┌──
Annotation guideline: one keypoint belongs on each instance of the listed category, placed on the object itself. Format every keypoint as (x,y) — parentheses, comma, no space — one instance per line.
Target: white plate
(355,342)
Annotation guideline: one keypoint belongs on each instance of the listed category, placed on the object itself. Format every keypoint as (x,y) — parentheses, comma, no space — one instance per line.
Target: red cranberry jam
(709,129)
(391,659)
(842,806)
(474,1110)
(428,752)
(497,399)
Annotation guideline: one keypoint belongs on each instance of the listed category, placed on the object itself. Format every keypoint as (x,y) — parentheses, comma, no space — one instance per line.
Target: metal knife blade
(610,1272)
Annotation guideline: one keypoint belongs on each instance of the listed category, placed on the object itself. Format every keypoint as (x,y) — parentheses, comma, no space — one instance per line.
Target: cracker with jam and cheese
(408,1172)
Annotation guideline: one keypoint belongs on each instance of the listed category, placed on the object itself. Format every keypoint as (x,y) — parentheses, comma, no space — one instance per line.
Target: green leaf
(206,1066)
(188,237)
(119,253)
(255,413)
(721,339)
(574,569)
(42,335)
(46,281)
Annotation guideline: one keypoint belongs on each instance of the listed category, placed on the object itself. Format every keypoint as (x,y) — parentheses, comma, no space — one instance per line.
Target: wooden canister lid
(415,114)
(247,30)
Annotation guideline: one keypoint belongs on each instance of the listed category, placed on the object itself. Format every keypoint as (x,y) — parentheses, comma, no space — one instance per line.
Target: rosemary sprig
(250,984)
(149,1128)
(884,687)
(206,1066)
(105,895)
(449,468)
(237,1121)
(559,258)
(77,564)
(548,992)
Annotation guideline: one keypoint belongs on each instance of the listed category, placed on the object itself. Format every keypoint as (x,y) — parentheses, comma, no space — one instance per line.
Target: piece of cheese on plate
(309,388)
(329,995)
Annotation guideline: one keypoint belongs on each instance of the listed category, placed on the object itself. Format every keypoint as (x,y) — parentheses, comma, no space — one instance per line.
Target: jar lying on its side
└──
> _Description of the task_
Each line of the data must be copied exactly as it appears.

> _Answer for this exercise_
Annotation guideline: one keypoint belongs on each instance of the listed category, placed on the object itself. Format every keypoint as (x,y) — parentheses, comma, no space — one instance per line.
Target: white plate
(355,342)
Annotation guideline: one keypoint belongs on each instance of the listed category, placed on the object itself. Format every keypoint as (x,y) — parentheses, comma, no space — one instance per line.
Target: red cranberry jam
(709,129)
(391,659)
(842,806)
(474,1110)
(428,752)
(497,399)
Annotation guideline: one keypoint belongs on each instance of the listed category, placed on the object itself. Format every keypoint as (x,y) — parentheses, comma, no space — one instance per line.
Target: metal knife blade
(610,1272)
Annotation guideline: one keypoint belongs on each instance of the listed category, placed on the object itself. Format every keypoint as (x,y) — parentheses, comma, no space — one instance per line.
Target: cracker with jam and cheese
(408,1172)
Annotation guideline: one keypoint belongs on each instance of the listed category, placed on the object itself. Format every keypoint as (x,y) — parentheses, comma, no space — one instance per line.
Target: green leaf
(206,1066)
(188,237)
(119,253)
(255,413)
(721,339)
(574,569)
(42,335)
(46,281)
Annotation guideline: one keypoint belongs on each instance of the listed category, placed on the object itself. Format every keypoint as (x,y) — parentheses, comma, no space — one instance per line.
Target: wooden canister lid
(415,114)
(247,30)
Annotation guideline: one keypoint belongs on each instance of the listed category, placed on the object itself. Format every keypoint as (x,y) — parentheses, comma, no space — one instance per line.
Target: rosemary sprig
(250,984)
(149,1128)
(884,687)
(206,1066)
(105,895)
(449,468)
(237,1121)
(559,258)
(77,564)
(548,992)
Annotation guideline: one keypoint belongs on each instance of the listed category, placed on the object itself. Format every keypoint as (x,y) — parentheses, comma, no space — one instance per line.
Target: piece of cheese on plate
(309,388)
(329,995)
Annotation guideline: one keypoint belongs on each instance of the listed category, placed on the object itself. Format every keypoint as (x,y) — parentheses, comma, no space — one instance per line.
Target: jar lying on its side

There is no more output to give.